- _WORK REQUIRED_
For the data below, restate word for word only the lines from the line containing "Target: jar neck" through the line containing "Mark the finger in", both ends included.

(Natural-language object grounding data)
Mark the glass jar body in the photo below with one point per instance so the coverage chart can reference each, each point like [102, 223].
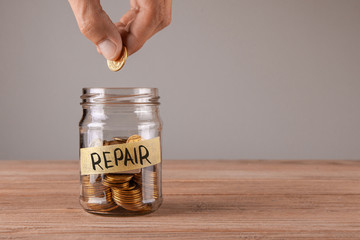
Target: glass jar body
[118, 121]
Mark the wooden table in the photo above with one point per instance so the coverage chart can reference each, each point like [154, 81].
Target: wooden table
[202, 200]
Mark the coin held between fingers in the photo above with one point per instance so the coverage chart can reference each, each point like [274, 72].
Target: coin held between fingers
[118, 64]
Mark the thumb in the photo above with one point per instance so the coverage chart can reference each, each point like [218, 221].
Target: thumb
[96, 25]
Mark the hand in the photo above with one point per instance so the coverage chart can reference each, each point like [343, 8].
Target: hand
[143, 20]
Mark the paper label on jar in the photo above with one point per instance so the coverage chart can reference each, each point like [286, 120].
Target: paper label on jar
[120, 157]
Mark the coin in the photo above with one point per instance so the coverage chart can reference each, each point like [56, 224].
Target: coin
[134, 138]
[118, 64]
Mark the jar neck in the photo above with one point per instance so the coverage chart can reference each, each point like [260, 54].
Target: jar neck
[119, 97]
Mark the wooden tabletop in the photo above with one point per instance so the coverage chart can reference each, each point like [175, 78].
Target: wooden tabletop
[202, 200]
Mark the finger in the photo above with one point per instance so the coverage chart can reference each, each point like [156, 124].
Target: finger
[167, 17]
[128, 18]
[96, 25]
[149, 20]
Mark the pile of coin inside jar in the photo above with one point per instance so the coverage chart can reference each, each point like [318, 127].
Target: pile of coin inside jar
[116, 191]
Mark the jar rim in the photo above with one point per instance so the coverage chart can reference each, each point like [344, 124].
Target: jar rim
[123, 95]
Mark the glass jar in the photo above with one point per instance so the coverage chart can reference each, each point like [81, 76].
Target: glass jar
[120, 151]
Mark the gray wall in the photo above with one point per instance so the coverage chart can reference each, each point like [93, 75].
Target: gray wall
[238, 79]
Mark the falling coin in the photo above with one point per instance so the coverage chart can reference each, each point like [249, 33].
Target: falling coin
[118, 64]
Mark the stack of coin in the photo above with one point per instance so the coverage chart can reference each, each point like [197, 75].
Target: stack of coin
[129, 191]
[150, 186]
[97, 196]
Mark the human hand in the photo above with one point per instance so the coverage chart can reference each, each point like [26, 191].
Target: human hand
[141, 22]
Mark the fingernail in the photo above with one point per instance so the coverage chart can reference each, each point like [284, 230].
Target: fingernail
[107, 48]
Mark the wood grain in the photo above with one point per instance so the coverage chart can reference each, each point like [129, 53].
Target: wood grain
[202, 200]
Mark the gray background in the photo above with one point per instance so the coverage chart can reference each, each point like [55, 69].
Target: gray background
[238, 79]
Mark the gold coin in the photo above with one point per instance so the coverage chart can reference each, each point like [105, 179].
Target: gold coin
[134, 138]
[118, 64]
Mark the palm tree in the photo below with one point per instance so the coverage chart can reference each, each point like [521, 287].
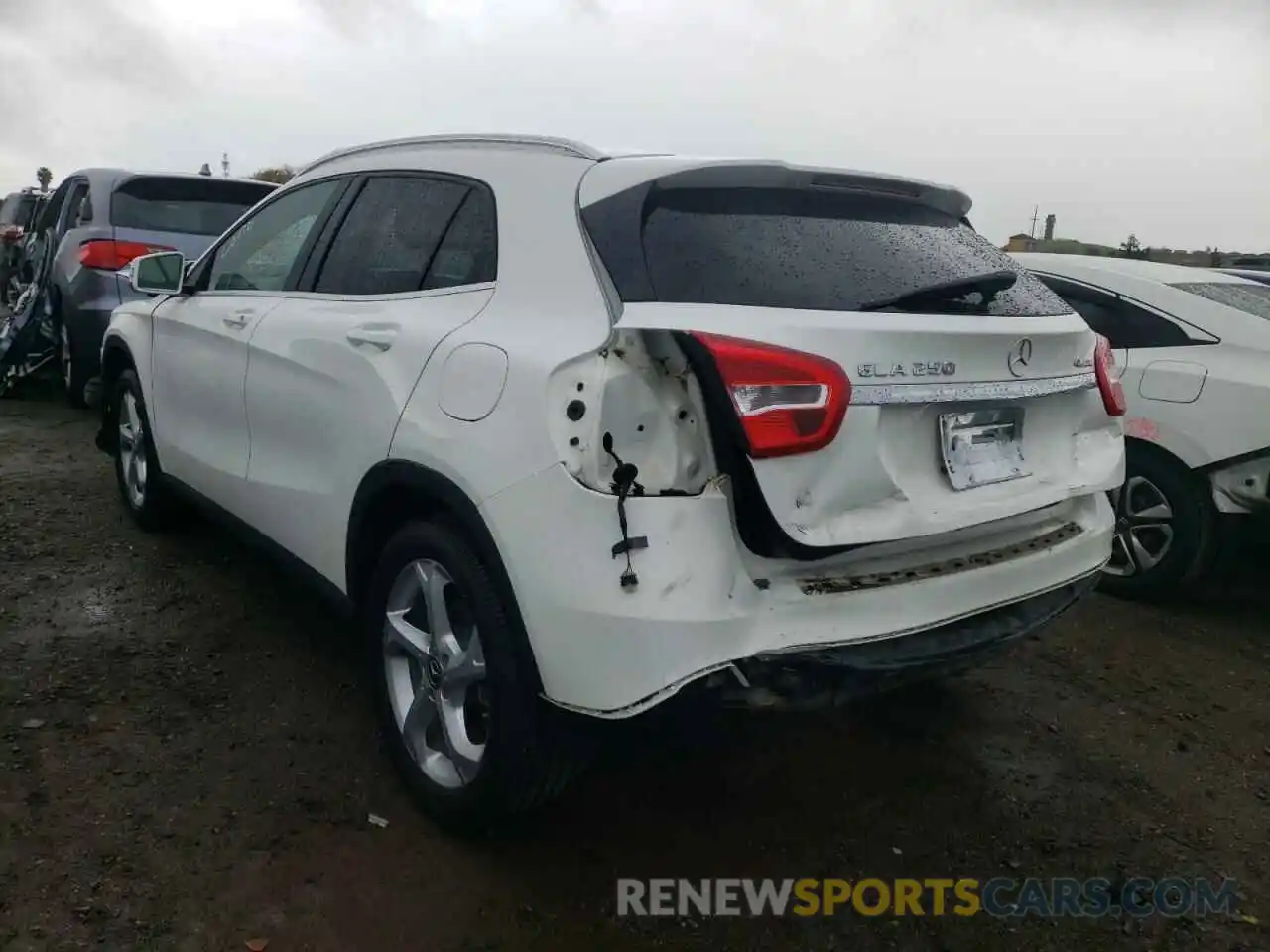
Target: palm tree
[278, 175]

- _YOUR RESPONSE_
Target: jar neck
[119, 97]
Mark the wooden tabletop in the photo above with one point per instance so the coverage chart can reference each, each point like [175, 78].
Target: wooden tabletop
[202, 200]
Mark the finger in the photo above with one point per instance so the coverage chart can reference each, each point like [156, 124].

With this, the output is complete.